# ModSSC | Views

Build and inspect multi view representations used by some SSL methods.

## Objective
- Show the minimal steps to run this component in a notebook setting.
- Provide the exact objects to look at (outputs, shapes, metrics) to confirm it worked.

## Prerequisites
- Python 3.11+.
- `pip install modssc`.
- Optional dependencies depend on datasets and backends. If an import fails, install the matching extra and rerun.

## Outline
1) Imports and configuration
2) Core run (the part that does the work)
3) Sanity checks and outputs



## Notebook notes

This notebook demonstrates **feature view generation** with `modssc.views`.

A *view* is a 2D feature matrix derived from the same dataset, typically used by classic multi-view SSL methods such as **Co-Training**.

> Augmentation-based multi-view training (weak/strong augmentation) belongs to `modssc.data_augmentation`.


## Imports and configuration



In [None]:
from modssc.data_loader import load_dataset
from modssc.preprocess.plan import PreprocessPlan, StepConfig
from modssc.views import generate_views, two_view_random_feature_split

## 1) Load a dataset

We'll use the built-in deterministic **toy** dataset so the notebook runs fast.

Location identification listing
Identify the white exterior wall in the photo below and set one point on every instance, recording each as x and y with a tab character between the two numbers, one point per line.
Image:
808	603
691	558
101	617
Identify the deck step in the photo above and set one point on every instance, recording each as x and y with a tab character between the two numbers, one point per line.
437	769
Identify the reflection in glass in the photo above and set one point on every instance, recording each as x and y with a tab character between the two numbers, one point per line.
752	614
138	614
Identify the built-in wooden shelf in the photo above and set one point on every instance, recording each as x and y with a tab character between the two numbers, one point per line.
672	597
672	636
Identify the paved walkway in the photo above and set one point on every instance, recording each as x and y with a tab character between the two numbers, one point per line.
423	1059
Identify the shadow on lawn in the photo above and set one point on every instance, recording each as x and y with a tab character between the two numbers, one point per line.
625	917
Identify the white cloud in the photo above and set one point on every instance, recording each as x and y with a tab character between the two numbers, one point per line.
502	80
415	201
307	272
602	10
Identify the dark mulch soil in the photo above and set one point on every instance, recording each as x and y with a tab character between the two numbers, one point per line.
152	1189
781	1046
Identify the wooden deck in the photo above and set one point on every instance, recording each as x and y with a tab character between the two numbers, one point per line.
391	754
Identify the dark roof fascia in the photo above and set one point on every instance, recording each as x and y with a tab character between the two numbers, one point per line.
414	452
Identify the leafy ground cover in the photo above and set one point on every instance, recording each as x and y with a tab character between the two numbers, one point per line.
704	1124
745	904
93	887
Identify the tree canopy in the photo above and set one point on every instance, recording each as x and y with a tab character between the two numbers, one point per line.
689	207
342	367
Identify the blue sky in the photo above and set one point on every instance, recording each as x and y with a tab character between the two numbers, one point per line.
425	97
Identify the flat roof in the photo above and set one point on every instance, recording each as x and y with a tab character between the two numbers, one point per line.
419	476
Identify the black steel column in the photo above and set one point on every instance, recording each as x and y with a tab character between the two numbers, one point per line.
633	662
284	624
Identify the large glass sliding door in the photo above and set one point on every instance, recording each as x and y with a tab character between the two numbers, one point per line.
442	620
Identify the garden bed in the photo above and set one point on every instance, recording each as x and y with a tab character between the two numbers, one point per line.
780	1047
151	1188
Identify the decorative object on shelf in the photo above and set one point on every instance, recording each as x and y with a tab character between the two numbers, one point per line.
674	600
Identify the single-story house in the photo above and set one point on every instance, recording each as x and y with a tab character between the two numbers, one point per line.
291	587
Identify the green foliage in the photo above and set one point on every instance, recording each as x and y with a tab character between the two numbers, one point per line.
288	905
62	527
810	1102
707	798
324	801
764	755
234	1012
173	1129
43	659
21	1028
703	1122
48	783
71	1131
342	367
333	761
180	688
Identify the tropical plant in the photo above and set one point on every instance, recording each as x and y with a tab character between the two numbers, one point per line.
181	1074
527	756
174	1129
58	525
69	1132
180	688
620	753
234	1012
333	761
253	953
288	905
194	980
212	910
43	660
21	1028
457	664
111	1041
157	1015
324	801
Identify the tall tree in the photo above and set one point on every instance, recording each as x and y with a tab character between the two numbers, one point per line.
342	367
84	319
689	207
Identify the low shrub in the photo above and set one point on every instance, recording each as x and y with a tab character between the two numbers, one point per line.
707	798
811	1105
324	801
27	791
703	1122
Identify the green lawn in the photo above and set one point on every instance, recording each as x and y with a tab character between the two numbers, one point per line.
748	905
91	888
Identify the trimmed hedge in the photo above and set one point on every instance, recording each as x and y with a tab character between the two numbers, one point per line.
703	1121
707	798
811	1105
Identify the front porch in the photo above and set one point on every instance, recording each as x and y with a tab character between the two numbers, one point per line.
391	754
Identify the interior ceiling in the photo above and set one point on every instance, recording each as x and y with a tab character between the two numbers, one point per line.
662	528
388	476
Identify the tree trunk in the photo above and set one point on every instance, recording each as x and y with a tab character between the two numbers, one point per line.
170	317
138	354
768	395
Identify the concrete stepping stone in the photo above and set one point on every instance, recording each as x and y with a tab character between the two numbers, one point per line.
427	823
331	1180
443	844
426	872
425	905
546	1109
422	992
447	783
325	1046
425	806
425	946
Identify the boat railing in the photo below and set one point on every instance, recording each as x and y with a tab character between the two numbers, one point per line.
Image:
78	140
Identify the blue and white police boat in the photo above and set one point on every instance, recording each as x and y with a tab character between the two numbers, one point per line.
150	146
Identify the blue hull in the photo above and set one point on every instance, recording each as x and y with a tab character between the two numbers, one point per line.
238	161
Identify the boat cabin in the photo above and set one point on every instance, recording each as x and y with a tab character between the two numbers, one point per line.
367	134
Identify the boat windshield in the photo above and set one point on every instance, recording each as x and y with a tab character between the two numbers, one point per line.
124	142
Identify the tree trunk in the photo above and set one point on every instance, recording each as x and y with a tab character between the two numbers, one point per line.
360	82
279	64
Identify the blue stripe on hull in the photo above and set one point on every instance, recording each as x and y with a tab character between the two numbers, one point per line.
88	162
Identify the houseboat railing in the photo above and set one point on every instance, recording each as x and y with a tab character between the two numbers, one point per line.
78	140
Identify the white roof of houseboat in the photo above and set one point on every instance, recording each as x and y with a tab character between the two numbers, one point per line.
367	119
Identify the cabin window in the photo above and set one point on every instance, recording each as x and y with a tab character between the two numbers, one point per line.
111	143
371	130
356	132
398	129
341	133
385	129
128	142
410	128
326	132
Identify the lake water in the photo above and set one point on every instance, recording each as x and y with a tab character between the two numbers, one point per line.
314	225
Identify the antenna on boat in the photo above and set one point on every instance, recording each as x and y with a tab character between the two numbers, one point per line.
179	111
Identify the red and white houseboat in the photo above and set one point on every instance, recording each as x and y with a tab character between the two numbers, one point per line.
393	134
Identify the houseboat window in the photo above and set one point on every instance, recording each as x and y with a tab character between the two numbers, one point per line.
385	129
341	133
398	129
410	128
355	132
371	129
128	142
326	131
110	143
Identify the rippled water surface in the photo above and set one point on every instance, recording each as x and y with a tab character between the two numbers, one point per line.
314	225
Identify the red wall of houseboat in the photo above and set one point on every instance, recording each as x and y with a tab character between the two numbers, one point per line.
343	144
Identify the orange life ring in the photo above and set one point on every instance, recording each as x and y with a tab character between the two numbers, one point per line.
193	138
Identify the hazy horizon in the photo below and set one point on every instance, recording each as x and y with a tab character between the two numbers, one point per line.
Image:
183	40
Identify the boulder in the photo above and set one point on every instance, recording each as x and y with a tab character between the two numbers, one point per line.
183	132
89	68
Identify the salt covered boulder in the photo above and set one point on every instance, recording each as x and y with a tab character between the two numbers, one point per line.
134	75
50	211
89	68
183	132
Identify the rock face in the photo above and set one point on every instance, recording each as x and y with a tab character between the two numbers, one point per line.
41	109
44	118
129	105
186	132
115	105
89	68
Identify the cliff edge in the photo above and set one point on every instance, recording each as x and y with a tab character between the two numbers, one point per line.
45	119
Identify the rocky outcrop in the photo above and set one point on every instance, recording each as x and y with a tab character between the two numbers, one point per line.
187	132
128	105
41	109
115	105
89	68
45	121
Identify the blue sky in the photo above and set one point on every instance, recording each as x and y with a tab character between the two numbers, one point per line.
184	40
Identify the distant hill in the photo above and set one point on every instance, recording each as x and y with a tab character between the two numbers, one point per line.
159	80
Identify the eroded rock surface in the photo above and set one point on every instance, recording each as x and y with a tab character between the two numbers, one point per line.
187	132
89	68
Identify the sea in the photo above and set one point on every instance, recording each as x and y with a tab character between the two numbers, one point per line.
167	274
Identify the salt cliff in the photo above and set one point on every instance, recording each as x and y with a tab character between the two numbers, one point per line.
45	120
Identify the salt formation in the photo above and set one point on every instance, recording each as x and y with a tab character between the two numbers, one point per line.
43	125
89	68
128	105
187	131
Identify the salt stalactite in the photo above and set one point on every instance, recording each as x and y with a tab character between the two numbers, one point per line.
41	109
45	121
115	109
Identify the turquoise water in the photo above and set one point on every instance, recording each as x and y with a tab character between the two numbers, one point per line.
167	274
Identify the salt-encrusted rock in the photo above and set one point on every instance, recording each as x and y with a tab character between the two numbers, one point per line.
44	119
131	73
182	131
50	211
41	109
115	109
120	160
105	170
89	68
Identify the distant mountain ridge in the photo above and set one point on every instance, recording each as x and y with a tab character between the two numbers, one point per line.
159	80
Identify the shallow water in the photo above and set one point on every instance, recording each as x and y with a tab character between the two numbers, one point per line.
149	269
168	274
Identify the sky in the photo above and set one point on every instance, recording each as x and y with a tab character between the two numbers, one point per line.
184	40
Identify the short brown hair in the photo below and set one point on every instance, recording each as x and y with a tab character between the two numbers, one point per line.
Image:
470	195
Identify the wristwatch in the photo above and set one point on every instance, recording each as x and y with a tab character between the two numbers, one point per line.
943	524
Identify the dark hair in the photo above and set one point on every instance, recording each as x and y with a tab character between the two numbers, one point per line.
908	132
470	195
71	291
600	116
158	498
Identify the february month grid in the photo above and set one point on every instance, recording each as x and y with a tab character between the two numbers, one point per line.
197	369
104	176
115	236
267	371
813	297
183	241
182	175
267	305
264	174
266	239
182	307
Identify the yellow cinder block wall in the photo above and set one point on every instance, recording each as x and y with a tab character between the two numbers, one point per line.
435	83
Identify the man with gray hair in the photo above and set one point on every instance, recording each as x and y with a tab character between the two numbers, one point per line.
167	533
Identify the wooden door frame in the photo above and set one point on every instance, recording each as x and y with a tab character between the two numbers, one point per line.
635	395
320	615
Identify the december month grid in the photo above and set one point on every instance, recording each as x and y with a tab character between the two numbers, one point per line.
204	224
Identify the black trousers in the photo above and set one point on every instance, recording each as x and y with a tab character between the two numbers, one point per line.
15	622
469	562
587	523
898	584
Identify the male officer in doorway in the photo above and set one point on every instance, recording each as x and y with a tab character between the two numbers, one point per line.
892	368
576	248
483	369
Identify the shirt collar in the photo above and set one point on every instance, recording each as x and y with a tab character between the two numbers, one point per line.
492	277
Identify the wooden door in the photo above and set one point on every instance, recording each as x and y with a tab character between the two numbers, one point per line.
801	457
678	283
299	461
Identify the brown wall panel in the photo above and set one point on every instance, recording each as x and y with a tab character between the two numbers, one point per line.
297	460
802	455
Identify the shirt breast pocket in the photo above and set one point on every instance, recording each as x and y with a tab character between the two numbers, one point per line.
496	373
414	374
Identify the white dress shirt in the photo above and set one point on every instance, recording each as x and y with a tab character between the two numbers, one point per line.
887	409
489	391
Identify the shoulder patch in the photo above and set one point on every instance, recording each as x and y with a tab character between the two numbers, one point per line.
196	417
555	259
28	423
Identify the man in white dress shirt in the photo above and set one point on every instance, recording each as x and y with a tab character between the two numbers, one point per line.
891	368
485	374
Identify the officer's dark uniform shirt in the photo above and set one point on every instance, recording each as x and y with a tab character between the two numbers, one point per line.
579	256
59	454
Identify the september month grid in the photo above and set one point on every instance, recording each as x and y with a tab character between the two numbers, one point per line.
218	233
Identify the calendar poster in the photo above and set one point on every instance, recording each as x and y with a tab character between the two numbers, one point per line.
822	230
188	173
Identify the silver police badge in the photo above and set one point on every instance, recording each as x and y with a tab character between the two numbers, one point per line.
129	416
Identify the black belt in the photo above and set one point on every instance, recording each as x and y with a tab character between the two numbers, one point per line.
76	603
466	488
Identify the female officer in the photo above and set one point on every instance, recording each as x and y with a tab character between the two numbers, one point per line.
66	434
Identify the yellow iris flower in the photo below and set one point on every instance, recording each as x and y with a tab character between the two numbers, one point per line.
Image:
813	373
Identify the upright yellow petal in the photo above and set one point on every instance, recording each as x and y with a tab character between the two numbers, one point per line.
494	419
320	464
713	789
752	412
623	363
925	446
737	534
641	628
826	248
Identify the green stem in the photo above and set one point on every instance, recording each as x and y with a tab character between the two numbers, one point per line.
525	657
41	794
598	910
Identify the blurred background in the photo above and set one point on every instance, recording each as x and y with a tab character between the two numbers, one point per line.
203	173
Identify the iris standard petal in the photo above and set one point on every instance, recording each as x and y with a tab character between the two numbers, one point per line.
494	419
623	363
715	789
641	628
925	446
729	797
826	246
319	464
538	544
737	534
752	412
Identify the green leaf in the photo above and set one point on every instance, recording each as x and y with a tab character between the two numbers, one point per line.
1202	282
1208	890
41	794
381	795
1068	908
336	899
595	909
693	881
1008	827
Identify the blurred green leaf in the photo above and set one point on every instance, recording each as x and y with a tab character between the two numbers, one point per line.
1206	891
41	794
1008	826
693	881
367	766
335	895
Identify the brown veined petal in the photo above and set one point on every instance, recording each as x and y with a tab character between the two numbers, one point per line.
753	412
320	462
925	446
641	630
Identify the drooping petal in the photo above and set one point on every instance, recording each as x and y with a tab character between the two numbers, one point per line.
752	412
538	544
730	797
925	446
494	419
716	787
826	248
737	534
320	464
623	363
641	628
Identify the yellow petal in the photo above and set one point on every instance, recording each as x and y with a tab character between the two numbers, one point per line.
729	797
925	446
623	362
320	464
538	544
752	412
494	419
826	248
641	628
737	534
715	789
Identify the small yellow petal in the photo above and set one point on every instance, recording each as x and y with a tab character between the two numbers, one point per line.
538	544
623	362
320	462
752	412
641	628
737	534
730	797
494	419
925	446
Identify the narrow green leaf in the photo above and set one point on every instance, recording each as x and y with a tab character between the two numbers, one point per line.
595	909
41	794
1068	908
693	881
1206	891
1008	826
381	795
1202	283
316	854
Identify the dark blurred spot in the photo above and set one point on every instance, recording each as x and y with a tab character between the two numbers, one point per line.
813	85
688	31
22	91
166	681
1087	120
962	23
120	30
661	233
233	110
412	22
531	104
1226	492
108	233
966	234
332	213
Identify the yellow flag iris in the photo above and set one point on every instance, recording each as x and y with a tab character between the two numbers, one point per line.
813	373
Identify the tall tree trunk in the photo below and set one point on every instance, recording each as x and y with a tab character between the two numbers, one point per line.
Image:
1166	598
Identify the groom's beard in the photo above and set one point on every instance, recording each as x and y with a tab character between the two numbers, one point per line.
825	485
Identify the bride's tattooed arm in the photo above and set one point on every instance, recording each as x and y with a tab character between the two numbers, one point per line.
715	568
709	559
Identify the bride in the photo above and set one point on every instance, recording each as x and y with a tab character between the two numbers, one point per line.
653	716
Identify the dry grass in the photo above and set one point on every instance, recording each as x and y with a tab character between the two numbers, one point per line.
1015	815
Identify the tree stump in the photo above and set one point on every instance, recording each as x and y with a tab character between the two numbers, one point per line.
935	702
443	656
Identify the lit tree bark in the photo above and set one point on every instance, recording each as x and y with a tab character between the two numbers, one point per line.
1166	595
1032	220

### Given task 1
Answer these questions from the ModSSC views page:
(a) What Python version does it require?
(b) Which module does augmentation-based multi-view training belong to?
(c) What dataset is used to load data, and why?
### Given task 2
Reproduce word for word the part of the ModSSC views page between "## Notebook notes" and "such as **Co-Training**.", inclusive.
The listing has no connection to the ModSSC views page.

### Full output 1
(a) Python 3.11+.
(b) `modssc.data_augmentation`.
(c) The built-in deterministic toy dataset, so the notebook runs fast.

### Full output 2
## Notebook notes

This notebook demonstrates **feature view generation** with `modssc.views`.

A *view* is a 2D feature matrix derived from the same dataset, typically used by classic multi-view SSL methods such as **Co-Training**.